EXTRACT:
Cotton has it; so do linen and silk--the ability to produce garments with the natural look and feel today's consumers demand. Now, textile and clothing researchers at Mississippi State are hoping to add a new name to the list of highly desirable consumer textiles: kenaf.
Kenaf is a fast-growing cousin of both cotton and okra (yes, okra) that is widely grown in Asia. The outer part of the kenaf stalk produces a fiber that has traditionally been used by overseas manufacturers of ropes, burlap-type bags, and other coarse textile products.
Kenaf came to Mississippi in the late 1980s because a group of Delta farmers was interested in the crop as an alternative to cotton. That prompted Mississippi Agricultural and Forestry Experiment Station scientists to begin extensive research on production and management requirements, potential pests, harvest methods, and product development.
The research has paid off with the development of commercial uses for kenaf core, including animal bedding, oil sorbent, and plant growth medium.
About 60 Delta farmers have formed the Mississippi Delta Fiber Cooperative and constructed a kenaf processing facility in Charleston. Two manufacturing plants have located near the Delta Fiber facility and are producing high-quality animal bedding, grass/erosion mats, oil sorbents, and other products from the core of the plant.
While research focusing on uses for the core of the kenaf plant was under way, MAFES scientists Gita Ramaswamy and Catherine Boyd were looking for new uses for fiber produced from the outer part of the stalk.
"Our major challenge was to find a way to extract fiber from kenaf that could be used in good-quality fabric," explains Ramaswamy. "That work began in 1992, and by 1994 we were able to extract quality fibers and were ready to begin work on incorporating them in textile products."
A grant from the National Research Initiative Competitive Grants Program and funding from an Agricultural Research Service agreement have supported the researchers in the continuation of their kenaf work. Their research has resulted in a chemical process to make the fibers softer and more pliable.

DATA BLOCK:
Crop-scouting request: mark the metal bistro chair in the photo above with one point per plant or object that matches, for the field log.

DIRECTIONS:
a. In which town did the Delta farmers build their kenaf processing facility, according to the kenaf article?
b. Name every area of research that the kenaf article says Mississippi Agricultural and Forestry Experiment Station scientists began to study.
c. Please reproduce the kenaf article from "While research focusing" up to and including "of the stalk.".

SOLUTIONS PER TASK:
a. Charleston

b.
- Production and management requirements
- Potential pests
- Harvest methods
- Product development

c.
While research focusing on uses for the core of the kenaf plant was under way, MAFES scientists Gita Ramaswamy and Catherine Boyd were looking for new uses for fiber produced from the outer part of the stalk.